Dataset rows:
______
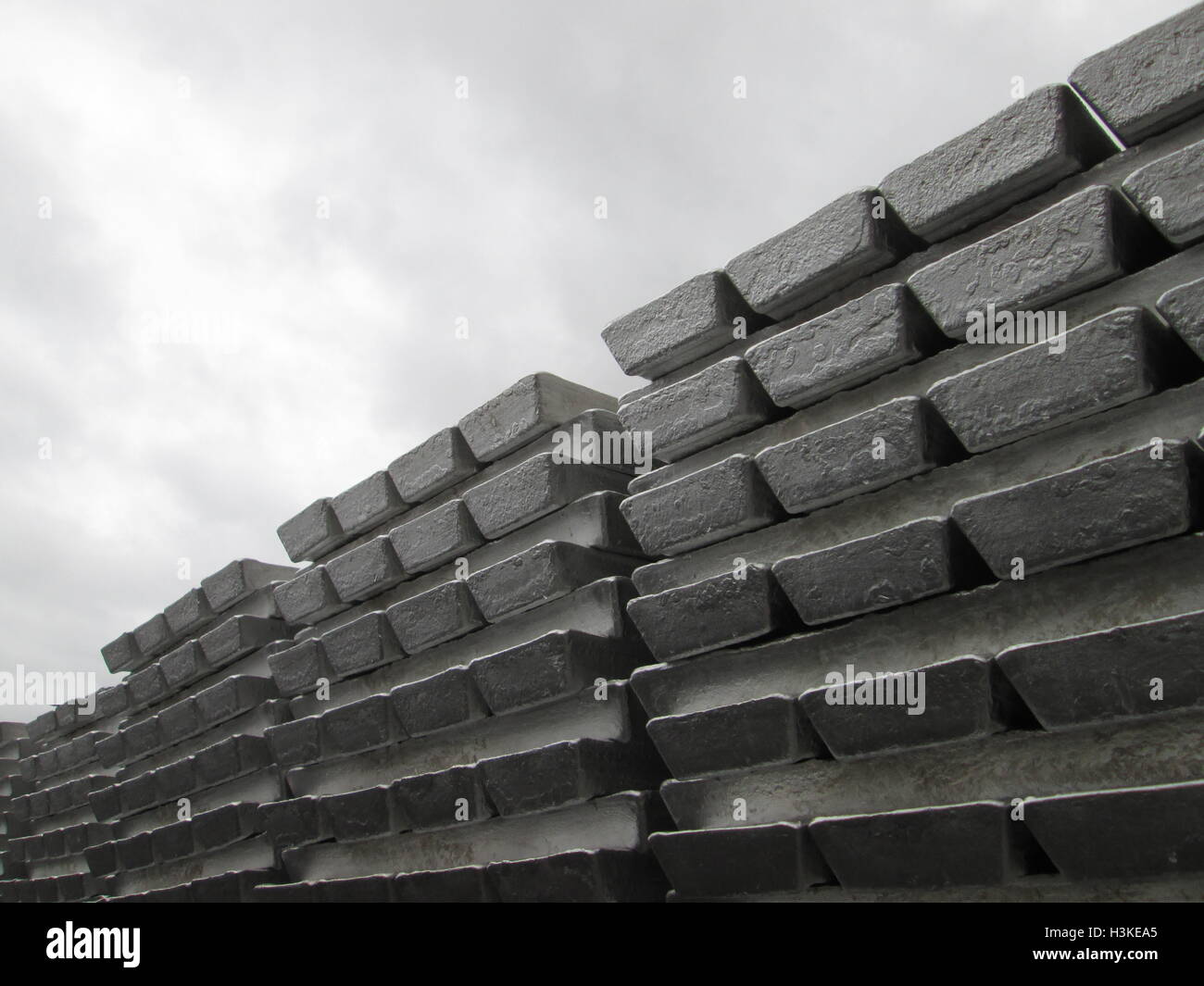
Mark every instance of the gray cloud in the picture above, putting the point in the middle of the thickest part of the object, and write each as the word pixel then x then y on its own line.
pixel 184 149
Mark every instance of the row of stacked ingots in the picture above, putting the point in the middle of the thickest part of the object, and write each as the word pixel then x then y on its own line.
pixel 908 607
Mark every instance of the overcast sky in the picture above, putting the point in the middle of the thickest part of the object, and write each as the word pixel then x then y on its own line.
pixel 237 236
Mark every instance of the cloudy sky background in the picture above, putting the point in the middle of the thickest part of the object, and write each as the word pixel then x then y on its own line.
pixel 163 168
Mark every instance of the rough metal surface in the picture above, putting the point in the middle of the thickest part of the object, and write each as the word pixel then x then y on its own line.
pixel 769 730
pixel 705 507
pixel 755 858
pixel 429 468
pixel 436 537
pixel 546 571
pixel 1184 308
pixel 368 504
pixel 964 698
pixel 904 437
pixel 1128 833
pixel 309 597
pixel 434 617
pixel 525 411
pixel 854 343
pixel 689 321
pixel 365 571
pixel 1171 194
pixel 311 532
pixel 1108 361
pixel 722 400
pixel 847 239
pixel 533 489
pixel 1106 505
pixel 890 568
pixel 1148 82
pixel 718 612
pixel 972 844
pixel 1126 670
pixel 1022 149
pixel 1082 243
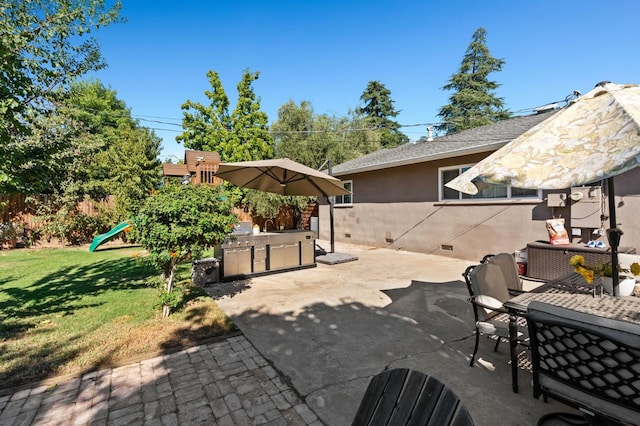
______
WHAT TO WORK ON: Copy every line of the records above word for word, leaving out the pictures.

OUTPUT OF THE EXERCISE:
Mark every instance of the gray cloud in the picture above, putting the point in the middle of the thickest part of the object, and write each as the word pixel then x then y on its own line.
pixel 184 149
Mark every instance of the row of stacked ingots in the picture above, putting the point in the middle of the thickest part of the object, and write each as the word pixel then x then y on its own line.
pixel 908 607
Mark every instance of the overcast sky in the picture above, putting the point in the middle of the thickest part of the object, and write each as the word pixel then x then y on its own line.
pixel 237 236
Mark every instance of the cloudy sky background in the picture above, putting the point in the middle of the thickest part of the object, and write each as the word pixel then x then y on its own line.
pixel 163 168
Mark every instance of the rough metal surface in the picture above, putting the point in the middle of the thickest part of the object, and write each as the word pixel then x then y on its own line.
pixel 769 730
pixel 705 507
pixel 755 858
pixel 429 468
pixel 436 537
pixel 546 571
pixel 1184 308
pixel 368 504
pixel 964 698
pixel 904 437
pixel 1128 833
pixel 309 597
pixel 434 617
pixel 525 411
pixel 854 343
pixel 689 321
pixel 365 571
pixel 1171 194
pixel 311 532
pixel 1108 361
pixel 722 400
pixel 847 239
pixel 533 489
pixel 1106 505
pixel 890 568
pixel 1148 82
pixel 718 612
pixel 972 844
pixel 1126 670
pixel 1022 149
pixel 1082 243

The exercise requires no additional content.